Rewrite the listing from the line holding "task: provide the outline of the orange" through the line holding "[[[4,85],[18,127],[48,119],[49,107],[44,89],[45,83],[44,77]]]", inclusive, with every "pillow" replaced by "cushion" and everything else unchanged. Omit the pictures from your answer.
>> begin DATASET EXCERPTS
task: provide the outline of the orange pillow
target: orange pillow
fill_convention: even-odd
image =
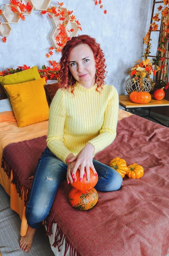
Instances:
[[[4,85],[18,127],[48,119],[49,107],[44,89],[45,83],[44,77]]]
>> end DATASET EXCERPTS
>> begin DATASET EXCERPTS
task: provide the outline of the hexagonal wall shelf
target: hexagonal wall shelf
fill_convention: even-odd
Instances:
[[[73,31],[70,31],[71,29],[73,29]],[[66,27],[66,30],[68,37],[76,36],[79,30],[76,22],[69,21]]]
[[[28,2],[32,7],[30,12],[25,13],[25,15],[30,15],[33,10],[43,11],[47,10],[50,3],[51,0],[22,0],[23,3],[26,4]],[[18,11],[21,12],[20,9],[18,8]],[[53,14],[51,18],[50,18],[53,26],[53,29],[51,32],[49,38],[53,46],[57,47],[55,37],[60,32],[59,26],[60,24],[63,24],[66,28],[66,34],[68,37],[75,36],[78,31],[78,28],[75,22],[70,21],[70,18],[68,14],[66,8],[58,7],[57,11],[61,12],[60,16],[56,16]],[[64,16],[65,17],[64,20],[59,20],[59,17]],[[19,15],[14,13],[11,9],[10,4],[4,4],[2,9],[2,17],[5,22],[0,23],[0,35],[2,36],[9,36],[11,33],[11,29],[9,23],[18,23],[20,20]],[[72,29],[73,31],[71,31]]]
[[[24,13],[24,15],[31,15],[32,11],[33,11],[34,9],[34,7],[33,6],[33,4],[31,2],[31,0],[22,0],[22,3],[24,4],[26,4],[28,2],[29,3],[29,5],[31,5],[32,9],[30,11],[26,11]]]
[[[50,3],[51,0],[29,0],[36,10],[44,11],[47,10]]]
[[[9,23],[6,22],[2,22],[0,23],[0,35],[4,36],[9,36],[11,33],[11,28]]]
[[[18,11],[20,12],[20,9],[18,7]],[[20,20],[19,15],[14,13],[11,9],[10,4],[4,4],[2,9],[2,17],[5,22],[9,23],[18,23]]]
>> end DATASET EXCERPTS
*RESULT BELOW*.
task: provide the outline of the orange cushion
target: orange cushion
fill_convention: even-odd
image =
Instances:
[[[4,85],[18,127],[48,119],[49,107],[44,89],[45,83],[44,77]]]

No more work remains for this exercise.